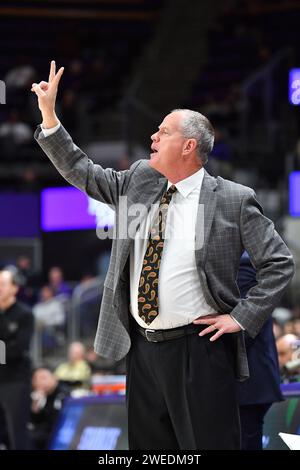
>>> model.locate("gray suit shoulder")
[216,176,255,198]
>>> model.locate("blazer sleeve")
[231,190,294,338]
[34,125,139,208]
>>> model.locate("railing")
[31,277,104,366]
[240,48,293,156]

* * * * * * *

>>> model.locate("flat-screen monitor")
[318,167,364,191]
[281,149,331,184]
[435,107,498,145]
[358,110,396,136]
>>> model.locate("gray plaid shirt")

* * * * * * *

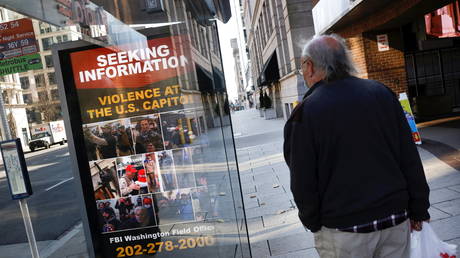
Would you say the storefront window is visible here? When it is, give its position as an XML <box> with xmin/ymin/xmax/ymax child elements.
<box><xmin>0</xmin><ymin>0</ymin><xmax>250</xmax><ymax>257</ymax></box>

* * * * * * *

● **EXERCISE TASK**
Locate and copy each line of the data above that contains the string "ymax". Matching is case-sensitive.

● **OUTPUT OF THE EXERCISE**
Would you say the storefront window is visible here? When it is, give its position as an XML <box> with xmin/ymin/xmax/ymax child elements.
<box><xmin>0</xmin><ymin>0</ymin><xmax>250</xmax><ymax>257</ymax></box>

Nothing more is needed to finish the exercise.